Tally the lines in the data that follows that include the word "pixel", and report nothing but the total.

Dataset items
┌────────
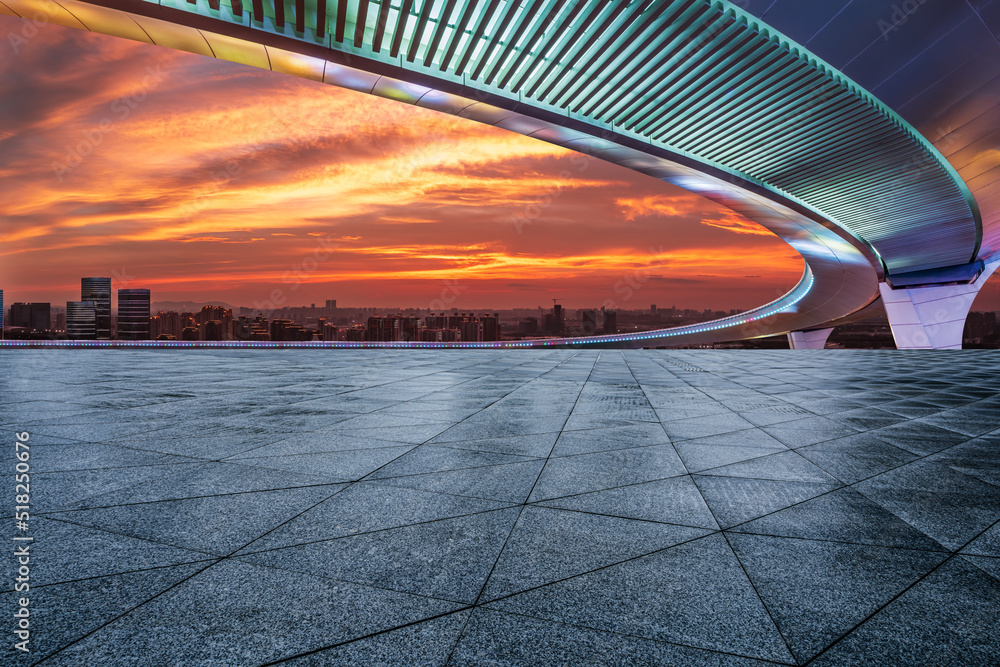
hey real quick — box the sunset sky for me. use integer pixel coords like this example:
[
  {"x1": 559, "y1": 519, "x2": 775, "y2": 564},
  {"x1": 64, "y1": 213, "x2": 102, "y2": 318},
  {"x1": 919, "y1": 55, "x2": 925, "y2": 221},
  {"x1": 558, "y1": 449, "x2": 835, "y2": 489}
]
[{"x1": 10, "y1": 14, "x2": 996, "y2": 313}]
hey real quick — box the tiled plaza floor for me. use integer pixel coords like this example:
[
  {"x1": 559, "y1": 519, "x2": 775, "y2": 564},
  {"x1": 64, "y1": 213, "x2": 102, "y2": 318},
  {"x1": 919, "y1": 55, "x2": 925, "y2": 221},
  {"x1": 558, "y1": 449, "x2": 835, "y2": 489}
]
[{"x1": 3, "y1": 349, "x2": 1000, "y2": 665}]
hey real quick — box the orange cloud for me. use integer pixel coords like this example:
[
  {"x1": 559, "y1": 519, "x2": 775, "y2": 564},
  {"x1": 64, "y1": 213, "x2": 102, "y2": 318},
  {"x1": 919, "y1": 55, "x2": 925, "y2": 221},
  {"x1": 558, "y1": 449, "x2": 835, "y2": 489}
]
[
  {"x1": 0, "y1": 14, "x2": 808, "y2": 311},
  {"x1": 699, "y1": 213, "x2": 775, "y2": 236},
  {"x1": 616, "y1": 195, "x2": 700, "y2": 221}
]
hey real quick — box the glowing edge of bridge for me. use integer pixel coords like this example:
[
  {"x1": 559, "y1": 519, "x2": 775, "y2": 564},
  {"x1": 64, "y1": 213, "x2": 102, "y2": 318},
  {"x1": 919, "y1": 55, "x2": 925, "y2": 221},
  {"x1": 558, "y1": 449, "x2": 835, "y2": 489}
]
[{"x1": 0, "y1": 272, "x2": 814, "y2": 349}]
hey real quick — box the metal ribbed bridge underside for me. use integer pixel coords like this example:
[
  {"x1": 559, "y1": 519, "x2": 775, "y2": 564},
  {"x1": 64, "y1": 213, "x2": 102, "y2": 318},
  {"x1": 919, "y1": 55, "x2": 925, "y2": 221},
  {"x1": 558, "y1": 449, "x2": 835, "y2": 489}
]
[{"x1": 1, "y1": 0, "x2": 980, "y2": 346}]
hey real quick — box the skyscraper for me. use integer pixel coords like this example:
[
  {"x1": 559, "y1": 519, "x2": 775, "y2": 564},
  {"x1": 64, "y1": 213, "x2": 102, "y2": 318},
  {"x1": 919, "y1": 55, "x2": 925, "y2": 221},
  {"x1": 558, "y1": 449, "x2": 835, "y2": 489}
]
[
  {"x1": 9, "y1": 303, "x2": 51, "y2": 332},
  {"x1": 118, "y1": 289, "x2": 151, "y2": 340},
  {"x1": 580, "y1": 309, "x2": 598, "y2": 335},
  {"x1": 0, "y1": 289, "x2": 4, "y2": 339},
  {"x1": 81, "y1": 277, "x2": 111, "y2": 339},
  {"x1": 66, "y1": 301, "x2": 97, "y2": 340},
  {"x1": 603, "y1": 310, "x2": 618, "y2": 335},
  {"x1": 481, "y1": 314, "x2": 501, "y2": 342}
]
└────────
### SOLUTION FOR THIS EXERCISE
6